[Texto de estudo]
E no âmbito do Processo de Contra-Ordenação n.º ......, a IGAMAOT, por decisão notificada à arguida “A..., Unipessoal, Lda.”, por carta registada com aviso de recepção expedida a 18-05-2022, foi decidido (transcrição):
«1. Condenar a Arguida na coima de € 24.000,00 (vinte e quatro mil euros), pela prática de uma contraordenação ambiental muito grave (inexistência de garantia financeira relativa à responsabilidade ambiental, p. e p. pelos art.º 22.º e 26.º/1/f) do DL n.º 147/2008, de 29/07), sancionável a título de negligência nos termos previstos na alínea b) do n.º 4 do artigo 22.º Lei n.º 50/2006, de 29 de agosto, alterada e republicada pela Lei n.º 114/2015, de 28 de agosto, na sua redação atual;
2. Condenar a Arguida em custas de processo no valor de € 75,00 (setenta e cinco euros), ao abrigo do artigo 58.º da Lei n.º 50/2006, de 29 de agosto.»
«1. A Recorrente discorda da douta sentença proferida, na medida em que entende que a aplicação da coima, no valor de € 12.000,00 (doze mil euros), deveria suspender-se totalmente.
2. O Tribunal a quo considerou, e bem, que a moldura punitiva normal, que estava em causa, era manifestamente desproporcionada, tendo optado pela atenuação especial da coima.
3. Acontece que, em nossa opinião, o Tribunal podia, e deveria, ter ido mais longe, aplicando in casu o mecanismo da suspensão da sanção previsto no art. 20º-A da Lei n.º 50/2006 de 29 de Agosto – Lei Quadro das Contraordenações Ambientais.
4. Isto porque, o próprio Tribunal de que se recorre considerou que “A arguida constituiu reserva livre nos seus próprios capitais, no valor de €2000,00, destinada a cumprir as obrigações decorrentes do regime jurídico de responsabilidade por danos ambientais, em 31-12-2018” – veja-se o ponto 12 dos factos provados,
5. Mais tendo relevado o depoimento do legal representante da arguida no sentido de confirmar “que não tinha à data, mas que não sabia que devia ter”.

[Problema a resolver]
Apresente, sem alterações, o trecho do texto sobre a coima ambiental que começa em "2. O Tribunal" e prossegue até "das Contraordenações Ambientais.".

[Listagem fornecida]
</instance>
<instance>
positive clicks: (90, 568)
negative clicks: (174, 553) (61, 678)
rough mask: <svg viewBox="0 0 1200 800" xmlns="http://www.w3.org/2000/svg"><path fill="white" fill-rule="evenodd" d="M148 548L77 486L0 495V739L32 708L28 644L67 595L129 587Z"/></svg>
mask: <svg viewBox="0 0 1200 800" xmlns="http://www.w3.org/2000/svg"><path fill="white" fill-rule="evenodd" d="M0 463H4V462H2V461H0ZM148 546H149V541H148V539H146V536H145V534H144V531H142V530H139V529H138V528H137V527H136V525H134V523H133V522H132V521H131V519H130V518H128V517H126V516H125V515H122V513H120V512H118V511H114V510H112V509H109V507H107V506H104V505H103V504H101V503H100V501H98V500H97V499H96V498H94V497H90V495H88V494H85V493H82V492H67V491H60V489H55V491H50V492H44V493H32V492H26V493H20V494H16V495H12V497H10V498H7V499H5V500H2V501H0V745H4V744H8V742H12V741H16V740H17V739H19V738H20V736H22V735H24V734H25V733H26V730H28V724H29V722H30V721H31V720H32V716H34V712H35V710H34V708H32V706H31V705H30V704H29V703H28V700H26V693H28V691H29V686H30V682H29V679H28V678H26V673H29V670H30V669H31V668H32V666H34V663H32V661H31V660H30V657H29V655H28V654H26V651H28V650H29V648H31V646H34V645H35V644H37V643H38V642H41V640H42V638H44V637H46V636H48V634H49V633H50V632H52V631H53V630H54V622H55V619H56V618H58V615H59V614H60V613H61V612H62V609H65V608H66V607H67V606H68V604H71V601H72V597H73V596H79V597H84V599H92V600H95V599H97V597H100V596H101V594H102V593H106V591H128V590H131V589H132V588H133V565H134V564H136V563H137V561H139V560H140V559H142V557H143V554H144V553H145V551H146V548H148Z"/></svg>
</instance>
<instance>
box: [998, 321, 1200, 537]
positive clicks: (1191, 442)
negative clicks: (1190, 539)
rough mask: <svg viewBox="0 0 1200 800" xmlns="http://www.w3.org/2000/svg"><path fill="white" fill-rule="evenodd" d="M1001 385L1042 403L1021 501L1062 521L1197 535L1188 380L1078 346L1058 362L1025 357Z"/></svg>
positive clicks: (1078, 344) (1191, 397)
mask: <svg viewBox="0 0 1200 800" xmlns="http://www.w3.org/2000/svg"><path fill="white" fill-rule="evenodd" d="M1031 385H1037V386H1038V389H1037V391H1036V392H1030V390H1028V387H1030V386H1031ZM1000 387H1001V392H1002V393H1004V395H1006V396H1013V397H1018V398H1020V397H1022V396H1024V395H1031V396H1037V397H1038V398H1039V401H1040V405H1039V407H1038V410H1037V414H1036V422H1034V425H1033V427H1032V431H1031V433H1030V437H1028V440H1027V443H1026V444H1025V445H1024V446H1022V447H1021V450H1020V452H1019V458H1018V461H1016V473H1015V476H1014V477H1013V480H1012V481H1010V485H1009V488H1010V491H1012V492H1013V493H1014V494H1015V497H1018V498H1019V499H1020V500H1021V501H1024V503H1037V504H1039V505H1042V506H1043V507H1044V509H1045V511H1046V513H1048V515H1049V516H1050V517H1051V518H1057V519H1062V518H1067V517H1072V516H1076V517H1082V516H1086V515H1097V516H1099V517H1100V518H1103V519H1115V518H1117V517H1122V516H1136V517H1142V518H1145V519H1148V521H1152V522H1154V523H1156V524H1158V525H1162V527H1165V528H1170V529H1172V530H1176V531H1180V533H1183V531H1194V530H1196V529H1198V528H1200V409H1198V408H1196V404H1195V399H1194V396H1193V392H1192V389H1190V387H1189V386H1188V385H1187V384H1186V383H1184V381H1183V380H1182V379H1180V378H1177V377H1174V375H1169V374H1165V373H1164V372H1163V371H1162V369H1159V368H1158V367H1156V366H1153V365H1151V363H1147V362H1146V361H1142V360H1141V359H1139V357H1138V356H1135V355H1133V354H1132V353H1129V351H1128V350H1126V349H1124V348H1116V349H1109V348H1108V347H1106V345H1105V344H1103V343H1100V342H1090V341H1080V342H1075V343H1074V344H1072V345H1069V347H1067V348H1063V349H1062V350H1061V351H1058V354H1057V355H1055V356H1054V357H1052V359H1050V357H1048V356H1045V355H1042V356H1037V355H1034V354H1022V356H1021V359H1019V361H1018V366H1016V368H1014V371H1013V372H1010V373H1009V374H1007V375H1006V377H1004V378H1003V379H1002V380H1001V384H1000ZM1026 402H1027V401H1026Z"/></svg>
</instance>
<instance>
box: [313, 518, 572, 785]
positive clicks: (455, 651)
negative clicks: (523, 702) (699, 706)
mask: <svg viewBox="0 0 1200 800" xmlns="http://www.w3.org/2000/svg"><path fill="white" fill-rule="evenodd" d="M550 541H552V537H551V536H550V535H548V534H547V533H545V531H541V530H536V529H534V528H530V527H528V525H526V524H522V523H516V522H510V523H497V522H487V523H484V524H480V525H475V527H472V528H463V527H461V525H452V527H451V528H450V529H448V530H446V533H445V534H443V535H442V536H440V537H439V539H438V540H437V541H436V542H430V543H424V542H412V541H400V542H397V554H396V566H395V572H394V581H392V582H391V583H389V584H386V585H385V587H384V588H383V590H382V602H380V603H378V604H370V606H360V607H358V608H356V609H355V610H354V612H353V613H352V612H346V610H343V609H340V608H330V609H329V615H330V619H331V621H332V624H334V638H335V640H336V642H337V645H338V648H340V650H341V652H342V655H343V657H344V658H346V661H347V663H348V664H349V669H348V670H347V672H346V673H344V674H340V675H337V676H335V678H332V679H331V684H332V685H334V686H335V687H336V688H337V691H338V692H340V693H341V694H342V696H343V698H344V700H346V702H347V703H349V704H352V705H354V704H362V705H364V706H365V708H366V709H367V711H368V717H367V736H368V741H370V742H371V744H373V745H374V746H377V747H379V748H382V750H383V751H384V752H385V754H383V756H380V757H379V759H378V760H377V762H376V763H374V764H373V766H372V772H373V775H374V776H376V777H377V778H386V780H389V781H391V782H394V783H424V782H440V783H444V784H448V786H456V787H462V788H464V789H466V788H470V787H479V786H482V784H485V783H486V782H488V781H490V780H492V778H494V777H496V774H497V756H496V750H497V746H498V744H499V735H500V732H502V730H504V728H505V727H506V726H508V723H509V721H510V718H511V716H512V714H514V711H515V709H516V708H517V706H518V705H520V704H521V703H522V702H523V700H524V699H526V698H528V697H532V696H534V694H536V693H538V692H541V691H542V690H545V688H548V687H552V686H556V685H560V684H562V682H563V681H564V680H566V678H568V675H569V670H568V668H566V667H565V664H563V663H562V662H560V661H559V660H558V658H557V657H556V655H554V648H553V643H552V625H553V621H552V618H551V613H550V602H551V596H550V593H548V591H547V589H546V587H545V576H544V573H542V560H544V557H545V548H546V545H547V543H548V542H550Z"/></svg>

[Espaço de resposta]
2. O Tribunal a quo considerou, e bem, que a moldura punitiva normal, que estava em causa, era manifestamente desproporcionada, tendo optado pela atenuação especial da coima.
3. Acontece que, em nossa opinião, o Tribunal podia, e deveria, ter ido mais longe, aplicando in casu o mecanismo da suspensão da sanção previsto no art. 20º-A da Lei n.º 50/2006 de 29 de Agosto – Lei Quadro das Contraordenações Ambientais.